TASK: In the article about MSNBC correspondent Mariana Atencio, which colors did she choose to wear to the White House Correspondents Dinner as a tribute to her heritage?
### SELECTED EXTRACT
MSNBC correspondent Mariana Atencio says that in 2017 a network manager told her not to look “too Latina” for the White House Correspondents Dinner, suggesting she strive to look like Ivanka Trump instead. The excerpt was first pointed out by reporter Yashar Ali, and though Atencio chose not to take any legal action, the comment about her Latin heritage could likely be viewed as discriminatory under federal and state employment laws.
The exchange was detailed in Atencio’s new memoir, ‘Perfectly You: Embracing the Power of Being Real,’ wherein the Venezuelan-born journalist who immigrated to the US in 2008 recounted a phone call she received after deciding to embrace her culture by wearing an outfit that paid tribute to South American nations.
“I was thrilled to represent our people, proud of having a seat at the table, literally and figuratively,” Atencio wrote. “I wanted to make a small tribute to my heritage. I had an idea- what if I wore something yellow, blue, and red, the flag colors of so many South American nations? I chose a Sofia Vergara-style mermaid gown with yellowish undertones, big royal blue earrings, and a red clutch. Perfecto!”
However, apparently at least one of her superiors at MSNBC wasn’t thrilled with the idea of Atencio openly celebrating her heritage, as she received a call from an unnamed female network manager as she was about to leave for the esteemed gathering.
“’Mariana, I just wanted to make sure you’re prepared for such a prestigious gathering,’” the manager said. She then asked Atencio what she planned to wear and said, “’Please don’t look too Latina.’” Outraged by the indignation, Atencio said her voice was trembling with humiliation as she asked what that meant. “’Why don’t you go to Saks Fifth Avenue and have someone help you out… Have them pick out something demure. Not too colorful or tight. Think Ivanka Trump, okay?'” the manager responded.
“This person was making me feel smaller and smaller with each word,” Atencio wrote about the call. “Can you imagine someone in your field asking you to please not look so African American? Or Asian? Or white? Don’t look so Muslim or Christian? How do you change who you are?”
######
### LISTED RECORDS
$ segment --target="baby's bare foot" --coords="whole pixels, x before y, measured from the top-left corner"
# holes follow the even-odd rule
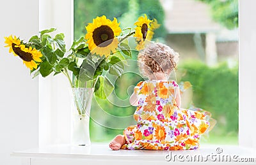
[[[109,148],[113,150],[119,150],[125,143],[124,135],[118,134],[110,142]]]

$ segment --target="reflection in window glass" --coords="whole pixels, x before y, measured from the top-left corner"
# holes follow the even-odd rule
[[[193,7],[192,7],[193,6]],[[146,14],[161,25],[153,41],[163,42],[180,54],[172,78],[189,82],[182,107],[212,113],[217,124],[203,143],[237,144],[238,136],[237,0],[74,0],[74,37],[84,36],[85,26],[97,16],[116,17],[121,28],[134,28]],[[138,52],[132,51],[132,59]],[[92,141],[107,142],[135,124],[135,107],[129,104],[133,87],[143,80],[136,62],[115,83],[108,100],[95,97],[91,110]],[[113,117],[115,117],[113,118]]]

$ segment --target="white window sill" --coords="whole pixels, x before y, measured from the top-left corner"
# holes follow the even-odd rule
[[[216,153],[216,148],[221,148],[223,150],[221,154]],[[165,160],[166,155],[172,152],[172,160],[168,162]],[[204,160],[206,160],[208,155],[217,155],[217,160],[212,161],[210,157],[205,163],[220,163],[218,161],[219,155],[237,155],[239,158],[253,158],[254,163],[256,162],[256,150],[242,148],[238,146],[231,145],[202,145],[200,148],[195,150],[179,150],[179,151],[166,151],[166,150],[111,150],[106,143],[93,143],[90,147],[72,147],[68,145],[59,145],[47,147],[45,148],[38,148],[29,149],[24,151],[14,152],[12,154],[13,157],[19,157],[28,159],[28,163],[26,164],[38,165],[38,164],[84,164],[88,162],[104,162],[109,164],[131,164],[132,162],[140,162],[141,164],[165,164],[170,163],[188,163],[185,157],[195,157],[195,156],[202,155]],[[174,155],[177,155],[175,161],[173,162]],[[183,155],[180,162],[178,159],[178,156]],[[170,157],[167,157],[170,159]],[[213,160],[214,160],[214,158]],[[198,164],[198,161],[189,161],[192,164]],[[199,161],[200,162],[200,161]],[[227,162],[225,162],[225,164]],[[231,162],[234,163],[234,162]],[[250,162],[250,164],[253,164]],[[244,164],[244,162],[243,162]]]

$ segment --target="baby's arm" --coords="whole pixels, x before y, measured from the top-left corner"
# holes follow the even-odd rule
[[[180,108],[181,99],[180,99],[180,88],[178,87],[176,88],[176,90],[177,90],[177,92],[176,92],[176,96],[175,96],[175,101],[177,103],[177,106],[178,106],[179,108]]]
[[[130,104],[132,106],[138,106],[137,94],[134,92],[130,97]]]

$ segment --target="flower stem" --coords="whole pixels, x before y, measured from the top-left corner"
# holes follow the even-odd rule
[[[64,75],[65,75],[66,77],[68,78],[68,82],[69,82],[69,83],[70,83],[71,87],[72,87],[72,88],[74,88],[74,85],[73,85],[73,83],[72,83],[72,80],[71,80],[70,77],[69,76],[68,72],[68,70],[67,69],[67,68],[64,68],[63,71],[61,71],[61,72],[62,72],[62,73],[63,73]]]
[[[132,35],[132,34],[135,34],[135,31],[133,31],[133,32],[131,32],[131,33],[129,33],[127,35],[126,35],[124,38],[122,38],[120,40],[120,43],[122,43],[124,39],[125,39],[126,38],[127,38],[128,37],[129,37],[129,36],[131,36],[131,35]]]

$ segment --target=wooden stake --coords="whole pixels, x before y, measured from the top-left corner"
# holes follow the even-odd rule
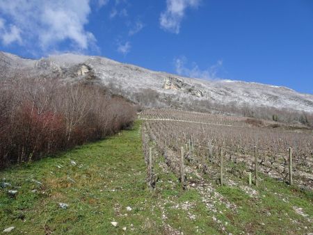
[[[252,184],[252,174],[251,174],[251,172],[248,172],[248,175],[249,177],[249,185],[251,186],[251,184]]]
[[[185,177],[184,175],[184,147],[181,149],[181,157],[180,157],[180,182],[182,186],[184,188],[185,185]]]
[[[255,152],[255,184],[257,186],[257,147],[254,147]]]
[[[222,147],[220,147],[220,185],[223,186],[223,153],[222,153]]]
[[[292,149],[289,148],[289,184],[292,185]]]
[[[152,188],[152,148],[149,148],[149,186]]]

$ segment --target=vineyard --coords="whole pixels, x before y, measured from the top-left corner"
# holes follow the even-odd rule
[[[253,181],[256,185],[258,174],[264,174],[289,184],[313,188],[313,134],[309,129],[170,109],[145,110],[140,118],[144,120],[142,136],[146,162],[150,161],[152,147],[164,156],[166,165],[183,187],[193,183],[188,181],[188,175],[193,174],[191,169],[195,168],[220,184],[225,172],[246,179],[247,184],[250,178],[250,184]],[[155,161],[153,156],[150,168]],[[148,170],[149,184],[155,186],[156,179],[152,175]]]

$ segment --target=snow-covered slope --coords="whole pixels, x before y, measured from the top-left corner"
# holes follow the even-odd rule
[[[273,107],[313,113],[313,95],[297,92],[284,87],[256,83],[220,80],[204,81],[154,72],[120,63],[106,58],[61,54],[34,60],[0,52],[0,68],[26,67],[37,70],[58,72],[63,79],[81,79],[90,73],[90,79],[104,86],[118,88],[131,99],[132,94],[154,90],[160,97],[202,100],[234,106]]]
######
YOUR RESPONSE: Yellow, blue, and red, the flag colors of many South American nations.